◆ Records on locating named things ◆
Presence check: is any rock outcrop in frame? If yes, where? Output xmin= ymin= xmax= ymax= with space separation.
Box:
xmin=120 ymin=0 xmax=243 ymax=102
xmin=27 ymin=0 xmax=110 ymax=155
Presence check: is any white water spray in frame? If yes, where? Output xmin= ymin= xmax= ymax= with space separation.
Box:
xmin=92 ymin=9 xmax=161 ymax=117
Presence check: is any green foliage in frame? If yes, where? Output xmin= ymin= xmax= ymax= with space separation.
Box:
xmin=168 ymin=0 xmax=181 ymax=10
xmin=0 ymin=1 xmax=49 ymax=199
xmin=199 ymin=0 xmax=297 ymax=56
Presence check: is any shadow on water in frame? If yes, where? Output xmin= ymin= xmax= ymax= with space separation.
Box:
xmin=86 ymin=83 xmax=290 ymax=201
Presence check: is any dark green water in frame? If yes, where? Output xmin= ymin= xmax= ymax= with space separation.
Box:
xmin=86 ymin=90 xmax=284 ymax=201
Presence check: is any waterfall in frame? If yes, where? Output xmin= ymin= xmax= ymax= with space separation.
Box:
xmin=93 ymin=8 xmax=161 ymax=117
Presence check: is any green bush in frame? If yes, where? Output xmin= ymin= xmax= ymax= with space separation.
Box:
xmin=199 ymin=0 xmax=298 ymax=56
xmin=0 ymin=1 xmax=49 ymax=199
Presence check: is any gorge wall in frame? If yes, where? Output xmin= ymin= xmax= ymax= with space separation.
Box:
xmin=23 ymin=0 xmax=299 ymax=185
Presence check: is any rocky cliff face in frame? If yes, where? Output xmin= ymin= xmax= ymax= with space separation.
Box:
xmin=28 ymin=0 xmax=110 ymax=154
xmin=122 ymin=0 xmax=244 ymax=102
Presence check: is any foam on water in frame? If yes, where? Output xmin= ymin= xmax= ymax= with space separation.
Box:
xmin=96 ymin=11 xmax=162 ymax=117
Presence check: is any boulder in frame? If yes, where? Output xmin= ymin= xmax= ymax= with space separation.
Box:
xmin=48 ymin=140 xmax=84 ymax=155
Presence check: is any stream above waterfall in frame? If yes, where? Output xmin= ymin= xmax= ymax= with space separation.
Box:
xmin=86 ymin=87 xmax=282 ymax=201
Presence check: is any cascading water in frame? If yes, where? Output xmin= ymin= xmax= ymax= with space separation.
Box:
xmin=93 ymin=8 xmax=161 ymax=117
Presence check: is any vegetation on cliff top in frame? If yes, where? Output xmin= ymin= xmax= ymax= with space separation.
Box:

◆ Task to carry out ◆
Reproduce every one of the records above, swapping each "Presence check" for "Visibility check" and changing nothing else.

◆ Result for this exercise ◆
Visibility check: is any rock outcrop in frame? If yes, where? Output xmin= ymin= xmax= ymax= with space separation.
Box:
xmin=120 ymin=0 xmax=243 ymax=102
xmin=27 ymin=0 xmax=110 ymax=155
Visibility check: is any white water spray in frame? If yes, where? Output xmin= ymin= xmax= ymax= with space separation.
Box:
xmin=92 ymin=9 xmax=161 ymax=117
Visibility check: is any green foliage in frame? If yes, where? Output xmin= ymin= xmax= ymax= with space separation.
Box:
xmin=168 ymin=0 xmax=181 ymax=10
xmin=0 ymin=1 xmax=49 ymax=199
xmin=199 ymin=0 xmax=297 ymax=56
Visibility check: is any shadow on water in frame? If yes, where? Output xmin= ymin= xmax= ymax= with space separation.
Box:
xmin=86 ymin=83 xmax=290 ymax=201
Visibility check: is any dark green water in frame? If yes, where? Output xmin= ymin= xmax= ymax= with space separation.
Box:
xmin=86 ymin=90 xmax=284 ymax=201
Visibility check: is any waterfall in frame? If yes, where? Output xmin= ymin= xmax= ymax= with space separation.
Box:
xmin=93 ymin=8 xmax=161 ymax=117
Visibility check: is any green bush in frame? If yes, where? Output xmin= ymin= xmax= ymax= with space separation.
Box:
xmin=199 ymin=0 xmax=298 ymax=56
xmin=0 ymin=1 xmax=49 ymax=199
Visibility check: is any gorge wall in frame? If yes, where? Output xmin= ymin= xmax= ymax= with space separation.
Box:
xmin=23 ymin=0 xmax=299 ymax=185
Visibility check: is any rocky cliff face in frame? If yes, where? Output xmin= ymin= xmax= ymax= with space separation.
Box:
xmin=28 ymin=0 xmax=110 ymax=154
xmin=122 ymin=0 xmax=244 ymax=102
Visibility check: is any foam on water in frame? If yes, where? Output xmin= ymin= xmax= ymax= with space separation.
Box:
xmin=96 ymin=11 xmax=162 ymax=117
Visibility check: is any boulder in frame? If yes, where? Output xmin= ymin= xmax= ymax= with space separation.
Box:
xmin=48 ymin=140 xmax=84 ymax=155
Visibility check: is any stream above waterfall in frame? If yes, where? Output xmin= ymin= xmax= ymax= with space separation.
Box:
xmin=86 ymin=87 xmax=282 ymax=201
Visibility check: is any cascading water in frame? If yes, where? Output xmin= ymin= xmax= ymax= with space separation.
Box:
xmin=93 ymin=8 xmax=161 ymax=117
Visibility check: is any vegetation on cliff top in frame? If yes, where? Output xmin= ymin= xmax= ymax= with space separation.
Box:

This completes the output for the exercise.